— Provided information —
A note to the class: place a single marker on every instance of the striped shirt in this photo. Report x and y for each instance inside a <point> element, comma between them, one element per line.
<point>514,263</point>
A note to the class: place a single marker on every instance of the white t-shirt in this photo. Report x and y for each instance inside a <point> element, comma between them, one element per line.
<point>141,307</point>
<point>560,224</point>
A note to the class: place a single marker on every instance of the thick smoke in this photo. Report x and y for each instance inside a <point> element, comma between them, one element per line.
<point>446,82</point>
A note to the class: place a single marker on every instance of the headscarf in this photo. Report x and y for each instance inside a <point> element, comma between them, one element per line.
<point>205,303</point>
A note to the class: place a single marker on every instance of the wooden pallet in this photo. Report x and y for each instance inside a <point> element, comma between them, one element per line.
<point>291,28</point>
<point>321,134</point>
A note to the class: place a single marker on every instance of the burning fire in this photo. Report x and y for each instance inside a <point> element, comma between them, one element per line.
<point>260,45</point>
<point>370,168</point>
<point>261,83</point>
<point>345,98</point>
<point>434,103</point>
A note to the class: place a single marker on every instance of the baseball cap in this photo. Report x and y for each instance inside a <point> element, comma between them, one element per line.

— Problem —
Find "of the wooden" in the records. Copy its line and every line after it, exactly, through the last one.

— Response —
A note to the class: place a single marker on every instance of the wooden pallet in this photo. Report x and y for each instance inside a <point> element, comma between them, one element per line.
<point>291,28</point>
<point>321,134</point>
A note to the class: place a single marker on every instance of the burning fire in this photo. Report x and y for each instance inside a <point> element, comma between them, one element per line.
<point>260,45</point>
<point>370,168</point>
<point>261,83</point>
<point>345,98</point>
<point>434,103</point>
A note to the class: place a single marker on every instance of the baseball cap in this photo. Report x and y for each instance inside a <point> element, comma between them, one element per line.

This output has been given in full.